* _PROBLEM DETAILS_
Write the next part of the teacher's classroom story, picking up right after its last sentence.

++++ PAGE TEXT


      When he exists, a voice speaks up from somewhere in the classroom, sounding very informed and conspiratorial. They're annoying when they're like this. "Did you know you can get him off topic if you ask about Big Foot? My brother told me. "
      I reply, "Did you know he is manipulating you into believing you are getting him off topic?"
      Blink blink.
      I shake my head, smiling. Freshmen are so gullible. And these guys are supposedly Honors.

    Back to class. OK. The Hero Hall of Fame Speech. They have to nominate someone from their life.  They've just watched Finding Joe about Joseph Campbell,and heard how so few people have traversed a real hero's journey, yet I'm asking them to identify someone from their own life. I may be watering this down a bit, and I am getting a lot of cancer stories, "My mom got her Masters Degree" stories, "My dad started his own business", etc. But these count, and at minimum the kids had to spend time talking with their parents. Maybe some good speeches will emerge. Maybe not. Who cares? They had to have a conversation with someone face to face, Immma call it a win. I'm starting to think this is a bad unit, but I can't not do it as it's a pilot for all 9th grade, so I must follow through. But how many speeches can I hear about graduate school? I feel like I've failed, these kids have missed the point. Sigh.

      One of my students, Ali*, approaches wide eyed, which is just how she is. I know her father is from somewhere in the Eastern block, he has that delightful accent I love so very much. Our custodian, Selena*, is from somewhere in the Eastern block also:old Czech republic, Kazakhstan, Bosnia, Croatia...that part of the world changes hands a lot, I'm not racist I just can't keep up. She has this magnificent broken accent that I have always adored.  Ali's dad  had the same accent and I kept him on the phone a bit longer just so he would talk to me. Anyway,  years ago, Selena, the custodian, came up to me in the hallway. 
    "You are teeter?" she looks up at me, she is fairly short     
     I smile "Yes, I'm theatre." I've had enough exchanges with her I can understand her when she talks to me. All theatre teachers are tight with the custodial staff.
    "Richard tell me about piano. I no clean teeter. Is ghost." I nod and tell her that's fine. She presses on "Richard no clean teeter.  Is Ghost," she repeats, emphatically, as if we are in a Wes Craven film and I am the idiot who walks into rooms without turning on the lights, regardless of the warnings I have received from friends and colleagues.

++++++++
++++ INFORMATION SUPPLIED

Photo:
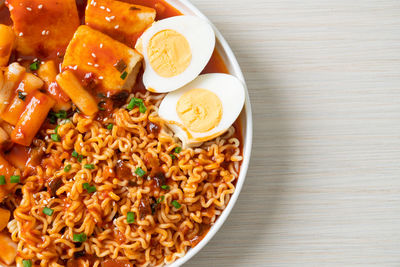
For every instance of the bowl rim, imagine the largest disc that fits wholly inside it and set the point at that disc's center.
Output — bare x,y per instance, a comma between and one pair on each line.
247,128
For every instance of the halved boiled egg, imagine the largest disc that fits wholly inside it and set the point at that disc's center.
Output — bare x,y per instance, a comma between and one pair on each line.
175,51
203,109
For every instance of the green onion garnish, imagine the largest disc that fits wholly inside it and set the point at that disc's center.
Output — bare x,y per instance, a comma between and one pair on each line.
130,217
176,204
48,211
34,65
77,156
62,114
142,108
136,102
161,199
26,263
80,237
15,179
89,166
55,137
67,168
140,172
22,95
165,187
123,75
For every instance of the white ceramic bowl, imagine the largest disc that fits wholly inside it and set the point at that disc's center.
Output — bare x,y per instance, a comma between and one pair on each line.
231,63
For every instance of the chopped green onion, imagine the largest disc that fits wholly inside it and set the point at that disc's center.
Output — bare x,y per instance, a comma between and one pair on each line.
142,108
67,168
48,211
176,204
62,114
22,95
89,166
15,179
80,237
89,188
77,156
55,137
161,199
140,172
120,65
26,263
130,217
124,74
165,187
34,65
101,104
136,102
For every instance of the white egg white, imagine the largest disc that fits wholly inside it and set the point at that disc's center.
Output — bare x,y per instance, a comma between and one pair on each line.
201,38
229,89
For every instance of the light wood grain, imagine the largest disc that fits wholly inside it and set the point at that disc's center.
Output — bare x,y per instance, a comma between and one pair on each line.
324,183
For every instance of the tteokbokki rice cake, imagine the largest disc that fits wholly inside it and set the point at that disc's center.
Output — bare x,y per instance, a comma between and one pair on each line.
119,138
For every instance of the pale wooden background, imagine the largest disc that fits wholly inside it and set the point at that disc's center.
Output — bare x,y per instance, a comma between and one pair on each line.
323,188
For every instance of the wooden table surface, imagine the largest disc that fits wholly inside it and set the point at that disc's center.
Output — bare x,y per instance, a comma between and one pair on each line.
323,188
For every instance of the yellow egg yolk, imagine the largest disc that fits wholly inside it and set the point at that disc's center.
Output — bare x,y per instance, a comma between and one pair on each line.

++++++++

* _EXERCISE OUTPUT_
     I guess I should explain.  Many years ago Richard came into the theatre after 10 pm one night and heard the piano playing. The piano is stored under the stage. At ten pm it is not possible that a student is down there practicing in the dark ---in what we call The Pit Of Despair. Being a brave, combat veteran kind of man, he marched down the aisle to the stage itself to investigate. When he got to the front row of the house, the piano stopped. He paused, and in his words "turned and high tailed it out of there." Of course he shared his story with his colleagues, thus prompting Selena to inform me that she won't be cleaning the theatre. Is ghost. And I love that accent. So when I called home to talk to this student's father, and I discovered he had the same accent, I was delighted.
       Ali is standing in front of me, wide eyed, wishing to ask about her topic. "My dad is from Bosnia. He was there during the genocide. Can I do my Hero's Journey speech about that?"
        Blink. Blink.
        "Umm....."
        "He's had at least three Hero's Journeys. He had to get here, and he had to learn English. Also...he was forced to fight in Bosnia...."
         Blink. Blink.
         Oh man, that got real quickly, didn't it?
         So while I may have failed at this unit, this girl is gonna bring it all home with her speech about her father's struggle during the Bosnian war.
          I suddenly hear Hudson from Aliens in my head "Why don't you put her in charge?"



*All names have been changed to protect my ass.